Fragmento del texto:

El Águila, ese poder que gobierna los destinos de toda cosa viviente, refleja igualmente y a la vez todas esas cosas vivas. No hay lugar, por tanto, a que el hombre rece al Águila, le pida favores o espere misericordia. La parte humana del Águila es demasiado insignificante como para conmover a la totalidad.

A toda cosa viviente se le ha otorgado el poder, si así lo desea, de buscar una apertura hacia la libertad y de pasar por ella. Es obvio para el vidente que ve esa apertura, y para las criaturas que pasan por ella, que el Águila ha otorgado ese don a fin de perpetuar la conciencia.

Cruzar hacia la libertad no significa alcanzar la vida eterna en el sentido usual de eternidad; esto es, vivir por siempre. Ocurre, más bien, que los guerreros pueden conservar su conciencia, que normalmente se abandona al momento de morir. En el momento de cruzar, el cuerpo en su totalidad se inflama de conocimiento. Al instante, cada célula se torna consciente de sí misma y, además, consciente de la totalidad del cuerpo.

El don de libertad que ofrece el Águila no es una dádiva, sino la oportunidad de tener una oportunidad.

Un guerrero no está nunca sitiado. Estar sitiado implica que uno tiene posesiones personales que defender. Un guerrero no tiene nada en el mundo salvo su impecabilidad, y la impecabilidad no puede ser amenazada.

El primer principio del arte de acechar es que los guerreros eligen su campo de batalla. Un guerrero jamás entra en batalla sin conocer antes el entorno.

Eliminar todo lo innecesario es el segundo principio del arte de acechar. Un guerrero no complica las cosas. Busca la sencillez. Aplica toda su concentración para decidir si entra o no en batalla, porque en cada batalla se juega la vida. Éste es el tercer principio del arte de acechar. Un guerrero debe estar dispuesto y preparado para realizar su última parada aquí y ahora. Pero no sin orden ni concierto.

Un guerrero se relaja y se suelta; no teme a nada. Sólo entonces los poderes que guían a los seres humanos abren el camino al guerrero y le auxilian. Sólo entonces. Éste es el cuarto principio del arte de acechar.

Cuando se enfrentan a una fuerza superior con la que no pueden lidiar, los guerreros se retiran por un momento. Dejan que sus pensamientos corran libremente. Se ocupan de otras cosas. Cualquier cosa puede servir. Éste es el quinto principio del arte de acechar.

Los guerreros comprimen el tiempo; éste es el sexto principio del arte de acechar. Hasta un solo instante cuenta. En una batalla por tu vida, un segundo es una eternidad, una eternidad que puede decidir la victoria. Los guerreros persiguen el éxito; por tanto, comprimen el tiempo. Los guerreros no desperdician ni un instante.

Para aplicar el séptimo principio del arte de acechar uno tiene que aplicar los otros seis: un acechador no se coloca nunca al frente. Está siempre observando desde detrás de la escena.

Problemas:
A. Copia literalmente un pasaje del texto sobre el arte de acechar. Empieza en las palabras que contienen "El Águila, ese" y detente después de "perpetuar la conciencia.".
B. Enumera, en orden, los siete principios del arte de acechar que enuncia el texto sobre el arte de acechar.
C. Continúa el texto sobre el arte de acechar a partir de su última oración.

Datos mostrados:
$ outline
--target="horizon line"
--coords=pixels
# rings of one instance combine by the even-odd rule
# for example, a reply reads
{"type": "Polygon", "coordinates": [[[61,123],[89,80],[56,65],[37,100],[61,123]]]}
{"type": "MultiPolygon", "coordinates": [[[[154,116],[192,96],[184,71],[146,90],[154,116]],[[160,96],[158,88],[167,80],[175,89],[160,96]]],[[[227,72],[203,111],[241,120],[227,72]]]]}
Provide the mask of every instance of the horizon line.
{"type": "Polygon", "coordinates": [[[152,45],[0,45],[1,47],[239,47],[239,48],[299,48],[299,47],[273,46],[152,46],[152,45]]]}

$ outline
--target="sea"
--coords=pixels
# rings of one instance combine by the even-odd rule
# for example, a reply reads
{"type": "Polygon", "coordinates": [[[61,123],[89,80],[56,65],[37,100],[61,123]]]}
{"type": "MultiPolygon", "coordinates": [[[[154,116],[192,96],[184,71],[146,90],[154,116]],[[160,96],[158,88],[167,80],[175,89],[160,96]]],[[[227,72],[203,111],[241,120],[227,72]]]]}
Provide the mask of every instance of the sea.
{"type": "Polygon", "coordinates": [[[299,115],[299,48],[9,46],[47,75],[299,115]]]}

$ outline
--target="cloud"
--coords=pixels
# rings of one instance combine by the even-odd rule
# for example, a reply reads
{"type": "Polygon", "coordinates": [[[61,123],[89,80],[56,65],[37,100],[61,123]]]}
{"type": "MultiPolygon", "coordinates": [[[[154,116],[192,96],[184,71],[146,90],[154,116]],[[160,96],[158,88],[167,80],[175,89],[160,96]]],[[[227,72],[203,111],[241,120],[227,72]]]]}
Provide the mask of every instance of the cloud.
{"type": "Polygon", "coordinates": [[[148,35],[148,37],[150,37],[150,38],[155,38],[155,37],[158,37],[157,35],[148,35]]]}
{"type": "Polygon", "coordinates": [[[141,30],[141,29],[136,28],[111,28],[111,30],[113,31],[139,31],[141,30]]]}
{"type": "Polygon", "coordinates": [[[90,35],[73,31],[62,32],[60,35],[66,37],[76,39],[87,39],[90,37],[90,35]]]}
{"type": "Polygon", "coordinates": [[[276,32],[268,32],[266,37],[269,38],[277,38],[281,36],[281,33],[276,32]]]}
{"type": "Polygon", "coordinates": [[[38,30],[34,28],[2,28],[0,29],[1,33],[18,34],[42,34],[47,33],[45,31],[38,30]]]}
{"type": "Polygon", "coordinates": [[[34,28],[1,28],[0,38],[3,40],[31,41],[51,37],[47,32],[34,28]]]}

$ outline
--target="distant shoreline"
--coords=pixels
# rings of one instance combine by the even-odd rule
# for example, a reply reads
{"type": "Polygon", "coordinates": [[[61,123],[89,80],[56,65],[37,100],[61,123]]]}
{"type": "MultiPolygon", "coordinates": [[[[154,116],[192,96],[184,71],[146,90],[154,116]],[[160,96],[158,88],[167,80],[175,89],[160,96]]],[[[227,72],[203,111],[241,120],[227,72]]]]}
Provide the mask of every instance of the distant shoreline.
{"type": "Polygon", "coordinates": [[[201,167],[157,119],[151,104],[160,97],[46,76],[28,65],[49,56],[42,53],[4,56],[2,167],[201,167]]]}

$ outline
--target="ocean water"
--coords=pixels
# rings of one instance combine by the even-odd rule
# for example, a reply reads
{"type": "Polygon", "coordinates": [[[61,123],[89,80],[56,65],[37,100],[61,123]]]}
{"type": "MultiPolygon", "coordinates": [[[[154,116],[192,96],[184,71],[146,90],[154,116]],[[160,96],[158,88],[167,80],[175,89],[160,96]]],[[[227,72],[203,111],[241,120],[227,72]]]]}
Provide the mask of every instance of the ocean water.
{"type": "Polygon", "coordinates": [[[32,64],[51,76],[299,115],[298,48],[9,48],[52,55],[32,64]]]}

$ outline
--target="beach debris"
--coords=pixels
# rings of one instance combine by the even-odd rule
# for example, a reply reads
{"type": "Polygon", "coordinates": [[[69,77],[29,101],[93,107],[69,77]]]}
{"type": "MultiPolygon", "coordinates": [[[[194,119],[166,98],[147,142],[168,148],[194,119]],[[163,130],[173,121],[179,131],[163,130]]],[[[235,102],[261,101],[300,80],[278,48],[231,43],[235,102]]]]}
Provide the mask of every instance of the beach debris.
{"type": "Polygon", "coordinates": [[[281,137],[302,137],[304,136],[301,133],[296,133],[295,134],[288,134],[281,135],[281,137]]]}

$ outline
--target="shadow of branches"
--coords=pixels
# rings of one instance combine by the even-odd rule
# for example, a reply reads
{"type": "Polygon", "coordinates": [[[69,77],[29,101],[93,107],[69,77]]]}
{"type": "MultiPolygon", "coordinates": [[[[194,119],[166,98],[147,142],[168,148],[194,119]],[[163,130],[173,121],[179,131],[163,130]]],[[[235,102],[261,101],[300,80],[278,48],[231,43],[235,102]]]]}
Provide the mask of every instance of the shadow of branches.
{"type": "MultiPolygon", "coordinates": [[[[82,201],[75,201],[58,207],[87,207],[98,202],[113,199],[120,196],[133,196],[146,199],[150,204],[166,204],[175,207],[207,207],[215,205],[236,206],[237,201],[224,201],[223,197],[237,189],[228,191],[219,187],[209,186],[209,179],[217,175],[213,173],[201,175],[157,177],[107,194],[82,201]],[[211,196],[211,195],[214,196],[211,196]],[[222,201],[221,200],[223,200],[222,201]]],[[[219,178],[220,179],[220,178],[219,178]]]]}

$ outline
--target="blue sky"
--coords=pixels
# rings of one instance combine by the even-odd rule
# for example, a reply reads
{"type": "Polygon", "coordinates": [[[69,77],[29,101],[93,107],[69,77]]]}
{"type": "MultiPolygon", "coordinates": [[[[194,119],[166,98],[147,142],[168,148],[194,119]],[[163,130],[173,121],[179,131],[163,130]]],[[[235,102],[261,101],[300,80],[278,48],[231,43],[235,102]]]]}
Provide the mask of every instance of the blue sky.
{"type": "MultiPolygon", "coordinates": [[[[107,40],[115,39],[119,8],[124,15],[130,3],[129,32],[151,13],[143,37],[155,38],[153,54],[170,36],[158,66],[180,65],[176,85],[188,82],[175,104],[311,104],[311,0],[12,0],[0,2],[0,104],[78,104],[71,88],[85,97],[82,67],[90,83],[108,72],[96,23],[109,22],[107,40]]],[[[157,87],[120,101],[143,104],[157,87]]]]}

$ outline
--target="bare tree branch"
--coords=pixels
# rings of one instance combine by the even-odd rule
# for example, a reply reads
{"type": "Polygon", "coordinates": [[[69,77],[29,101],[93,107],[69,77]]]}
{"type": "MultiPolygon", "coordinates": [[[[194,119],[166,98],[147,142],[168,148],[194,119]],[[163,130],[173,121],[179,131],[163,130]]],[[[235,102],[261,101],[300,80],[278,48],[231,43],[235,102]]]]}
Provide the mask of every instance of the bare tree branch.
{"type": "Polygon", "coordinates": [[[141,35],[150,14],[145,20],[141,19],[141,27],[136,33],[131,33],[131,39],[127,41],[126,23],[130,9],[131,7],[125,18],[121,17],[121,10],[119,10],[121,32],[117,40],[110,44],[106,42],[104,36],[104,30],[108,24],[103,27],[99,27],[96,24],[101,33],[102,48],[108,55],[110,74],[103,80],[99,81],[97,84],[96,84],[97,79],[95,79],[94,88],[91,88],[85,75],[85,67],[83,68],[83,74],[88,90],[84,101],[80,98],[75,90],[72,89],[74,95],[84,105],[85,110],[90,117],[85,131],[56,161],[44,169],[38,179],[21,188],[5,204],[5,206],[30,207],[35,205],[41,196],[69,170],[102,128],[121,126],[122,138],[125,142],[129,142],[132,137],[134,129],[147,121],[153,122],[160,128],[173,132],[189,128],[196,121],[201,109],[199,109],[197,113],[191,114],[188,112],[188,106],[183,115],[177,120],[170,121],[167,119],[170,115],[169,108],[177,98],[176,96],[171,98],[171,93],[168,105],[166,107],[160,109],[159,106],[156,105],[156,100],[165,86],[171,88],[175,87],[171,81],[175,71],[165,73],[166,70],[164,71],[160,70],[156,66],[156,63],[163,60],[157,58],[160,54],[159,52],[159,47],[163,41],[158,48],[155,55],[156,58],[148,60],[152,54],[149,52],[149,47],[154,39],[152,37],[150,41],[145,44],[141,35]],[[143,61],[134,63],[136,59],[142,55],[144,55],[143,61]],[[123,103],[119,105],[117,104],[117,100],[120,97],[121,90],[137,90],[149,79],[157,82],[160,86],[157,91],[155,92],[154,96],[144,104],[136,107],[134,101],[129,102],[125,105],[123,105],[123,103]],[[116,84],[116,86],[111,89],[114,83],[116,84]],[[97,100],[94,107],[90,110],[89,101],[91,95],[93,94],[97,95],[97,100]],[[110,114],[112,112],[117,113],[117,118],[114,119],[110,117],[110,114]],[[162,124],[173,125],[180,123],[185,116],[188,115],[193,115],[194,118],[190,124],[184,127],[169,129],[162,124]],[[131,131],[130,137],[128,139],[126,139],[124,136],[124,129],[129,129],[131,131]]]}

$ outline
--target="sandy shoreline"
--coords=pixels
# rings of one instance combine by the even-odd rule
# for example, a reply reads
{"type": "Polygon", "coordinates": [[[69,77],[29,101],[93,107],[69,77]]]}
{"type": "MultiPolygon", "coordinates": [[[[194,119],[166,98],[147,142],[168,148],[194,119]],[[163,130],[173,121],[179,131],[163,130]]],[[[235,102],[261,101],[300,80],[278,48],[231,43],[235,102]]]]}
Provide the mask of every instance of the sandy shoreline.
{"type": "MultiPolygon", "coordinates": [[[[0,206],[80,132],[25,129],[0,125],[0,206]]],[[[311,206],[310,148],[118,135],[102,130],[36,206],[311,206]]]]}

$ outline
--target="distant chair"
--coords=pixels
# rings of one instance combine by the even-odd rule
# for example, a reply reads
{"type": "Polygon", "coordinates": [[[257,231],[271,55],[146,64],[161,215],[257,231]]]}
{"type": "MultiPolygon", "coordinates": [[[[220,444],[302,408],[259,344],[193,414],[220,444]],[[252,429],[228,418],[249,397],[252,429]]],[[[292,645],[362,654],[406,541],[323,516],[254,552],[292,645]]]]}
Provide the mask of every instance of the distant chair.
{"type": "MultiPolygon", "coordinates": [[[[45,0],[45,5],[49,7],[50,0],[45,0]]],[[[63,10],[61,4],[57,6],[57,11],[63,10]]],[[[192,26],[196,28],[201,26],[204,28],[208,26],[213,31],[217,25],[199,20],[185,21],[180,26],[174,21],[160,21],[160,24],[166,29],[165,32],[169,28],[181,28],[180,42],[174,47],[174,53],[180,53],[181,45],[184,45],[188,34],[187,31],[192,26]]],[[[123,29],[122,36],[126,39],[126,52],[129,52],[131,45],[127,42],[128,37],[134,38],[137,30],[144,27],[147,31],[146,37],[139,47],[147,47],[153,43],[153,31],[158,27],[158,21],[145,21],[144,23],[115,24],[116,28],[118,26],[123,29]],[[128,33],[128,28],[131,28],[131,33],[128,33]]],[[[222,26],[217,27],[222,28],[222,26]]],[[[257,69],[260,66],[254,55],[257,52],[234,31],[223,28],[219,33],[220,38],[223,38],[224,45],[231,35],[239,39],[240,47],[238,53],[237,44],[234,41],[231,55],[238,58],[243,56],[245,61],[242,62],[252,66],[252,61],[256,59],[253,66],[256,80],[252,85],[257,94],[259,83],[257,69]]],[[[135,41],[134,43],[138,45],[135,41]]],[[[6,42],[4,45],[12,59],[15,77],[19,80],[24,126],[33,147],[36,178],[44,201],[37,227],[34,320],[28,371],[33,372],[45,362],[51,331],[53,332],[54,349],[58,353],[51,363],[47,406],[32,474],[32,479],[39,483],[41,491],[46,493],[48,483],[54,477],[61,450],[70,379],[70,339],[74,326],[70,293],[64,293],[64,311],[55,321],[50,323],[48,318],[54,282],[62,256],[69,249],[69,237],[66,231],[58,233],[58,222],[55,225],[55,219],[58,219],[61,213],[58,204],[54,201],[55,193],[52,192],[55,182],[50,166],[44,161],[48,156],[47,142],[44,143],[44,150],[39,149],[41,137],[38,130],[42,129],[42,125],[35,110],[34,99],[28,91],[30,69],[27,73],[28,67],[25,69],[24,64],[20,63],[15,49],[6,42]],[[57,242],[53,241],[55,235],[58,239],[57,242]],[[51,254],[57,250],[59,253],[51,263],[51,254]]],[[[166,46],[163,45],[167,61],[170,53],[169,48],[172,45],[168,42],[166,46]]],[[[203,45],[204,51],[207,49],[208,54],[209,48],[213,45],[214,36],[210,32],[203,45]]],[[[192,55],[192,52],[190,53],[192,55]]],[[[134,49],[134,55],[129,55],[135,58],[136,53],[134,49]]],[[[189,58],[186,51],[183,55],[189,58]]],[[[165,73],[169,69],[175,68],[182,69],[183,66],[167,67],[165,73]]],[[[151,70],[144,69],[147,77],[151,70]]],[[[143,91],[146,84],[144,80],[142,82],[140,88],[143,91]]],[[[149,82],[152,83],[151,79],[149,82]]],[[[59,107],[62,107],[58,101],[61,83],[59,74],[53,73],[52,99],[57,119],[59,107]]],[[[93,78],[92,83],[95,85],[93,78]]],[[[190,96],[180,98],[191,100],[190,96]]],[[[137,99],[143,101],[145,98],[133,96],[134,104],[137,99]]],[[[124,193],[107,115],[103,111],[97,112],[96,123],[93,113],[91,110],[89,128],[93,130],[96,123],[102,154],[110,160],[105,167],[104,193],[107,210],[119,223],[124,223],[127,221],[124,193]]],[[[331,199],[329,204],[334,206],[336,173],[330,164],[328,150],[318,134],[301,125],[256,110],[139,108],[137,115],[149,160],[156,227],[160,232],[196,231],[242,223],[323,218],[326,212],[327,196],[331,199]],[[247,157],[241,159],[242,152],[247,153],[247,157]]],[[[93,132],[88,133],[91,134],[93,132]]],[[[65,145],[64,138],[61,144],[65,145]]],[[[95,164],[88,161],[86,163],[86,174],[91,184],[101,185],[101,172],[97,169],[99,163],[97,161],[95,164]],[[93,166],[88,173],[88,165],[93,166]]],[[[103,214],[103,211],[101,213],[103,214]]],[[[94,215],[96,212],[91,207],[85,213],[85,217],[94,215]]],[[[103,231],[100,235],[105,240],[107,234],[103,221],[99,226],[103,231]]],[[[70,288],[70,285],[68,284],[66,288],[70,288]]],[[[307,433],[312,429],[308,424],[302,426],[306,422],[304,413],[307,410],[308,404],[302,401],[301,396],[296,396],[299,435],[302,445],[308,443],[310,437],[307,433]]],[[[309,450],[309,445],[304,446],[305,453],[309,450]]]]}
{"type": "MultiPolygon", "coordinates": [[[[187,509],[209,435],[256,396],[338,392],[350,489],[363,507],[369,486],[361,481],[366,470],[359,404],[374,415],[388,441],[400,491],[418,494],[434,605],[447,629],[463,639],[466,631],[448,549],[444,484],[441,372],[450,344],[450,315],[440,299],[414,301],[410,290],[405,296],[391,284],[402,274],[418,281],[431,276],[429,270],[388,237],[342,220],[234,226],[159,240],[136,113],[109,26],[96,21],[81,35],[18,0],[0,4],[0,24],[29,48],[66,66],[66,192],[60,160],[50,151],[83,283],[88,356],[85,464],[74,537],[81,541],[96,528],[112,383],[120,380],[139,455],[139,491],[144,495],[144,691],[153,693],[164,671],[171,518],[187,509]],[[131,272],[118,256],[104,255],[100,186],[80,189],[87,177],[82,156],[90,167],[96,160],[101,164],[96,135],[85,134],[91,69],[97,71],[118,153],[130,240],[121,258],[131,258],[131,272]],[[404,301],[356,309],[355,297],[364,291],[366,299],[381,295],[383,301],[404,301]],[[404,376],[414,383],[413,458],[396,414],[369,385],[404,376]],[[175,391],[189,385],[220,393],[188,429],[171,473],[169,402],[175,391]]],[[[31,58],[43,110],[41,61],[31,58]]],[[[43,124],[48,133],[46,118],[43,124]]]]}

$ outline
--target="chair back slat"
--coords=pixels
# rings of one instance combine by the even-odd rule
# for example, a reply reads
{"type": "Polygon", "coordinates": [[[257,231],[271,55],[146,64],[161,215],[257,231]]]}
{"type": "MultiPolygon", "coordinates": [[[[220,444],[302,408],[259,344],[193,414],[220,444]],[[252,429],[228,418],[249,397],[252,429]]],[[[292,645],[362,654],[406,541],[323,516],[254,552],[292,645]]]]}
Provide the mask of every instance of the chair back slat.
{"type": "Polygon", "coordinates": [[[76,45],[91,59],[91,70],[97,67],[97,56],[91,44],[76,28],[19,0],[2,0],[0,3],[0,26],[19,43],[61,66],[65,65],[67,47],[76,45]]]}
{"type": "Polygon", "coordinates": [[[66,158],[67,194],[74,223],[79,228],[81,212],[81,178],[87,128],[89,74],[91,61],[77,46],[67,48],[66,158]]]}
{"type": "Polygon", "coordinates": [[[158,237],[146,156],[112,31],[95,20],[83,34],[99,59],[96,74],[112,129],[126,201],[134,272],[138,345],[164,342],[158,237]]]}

Respuestas en orden:
A.
El Águila, ese poder que gobierna los destinos de toda cosa viviente, refleja igualmente y a la vez todas esas cosas vivas. No hay lugar, por tanto, a que el hombre rece al Águila, le pida favores o espere misericordia. La parte humana del Águila es demasiado insignificante como para conmover a la totalidad.

A toda cosa viviente se le ha otorgado el poder, si así lo desea, de buscar una apertura hacia la libertad y de pasar por ella. Es obvio para el vidente que ve esa apertura, y para las criaturas que pasan por ella, que el Águila ha otorgado ese don a fin de perpetuar la conciencia.

B.
1. Los guerreros eligen su campo de batalla.
2. Eliminar todo lo innecesario.
3. Aplicar toda la concentración para decidir si se entra o no en batalla, porque en cada batalla se juega la vida.
4. Un guerrero se relaja y se suelta; no teme a nada.
5. Ante una fuerza superior con la que no pueden lidiar, los guerreros se retiran por un momento.
6. Los guerreros comprimen el tiempo.
7. Un acechador no se coloca nunca al frente.

C.
Aplicar estos principios produce tres resultados. El primero es que los acechadores aprenden a no tomarse nunca en serio: aprenden a reírse de si mismos. Si no tienen miedo de hacer el ridículo, pueden ridiculizar a cualquiera. El segundo es que los acechadores aprenden a tener una paciencia inagotable. Los acechadores nunca tienen prisa, nunca se inquietan. Y el tercero es que los acechadores aprenden a tener una inagotable capacidad de improvisación.

Los guerreros encaran el tiempo que llega. Normalmente encaramos el tiempo que se aleja de nosotros; sólo los guerreros pueden cambiar esta situación y encarar el tiempo a medida que avanza hacia ellos.

Los guerreros tienen una sola cosa en mente: su libertad. Morir y ser devorado por el Águila no representa ningún desafío. En cambio, escabullirse del Águila y ser libres es la mayor de las audacias.

Cuando los guerreros hablan de tiempo no se refieren a algo que se mide por los movimientos del reloj. El tiempo es la esencia de la atención; las emanaciones del Águila están compuestas de tiempo, y, propiamente hablando, cuando un guerrero entra en otros aspectos del ser, se está familiarizando con el tiempo.

Un guerrero ya no puede llorar, y su única expresión de angustia es un estremecimiento que le viene desde las profundidades mismas del universo. Es como si una de las emanaciones del Águila estuviera hecha de pura angustia, y cuando golpea al guerrero, su estremecimiento es infinito.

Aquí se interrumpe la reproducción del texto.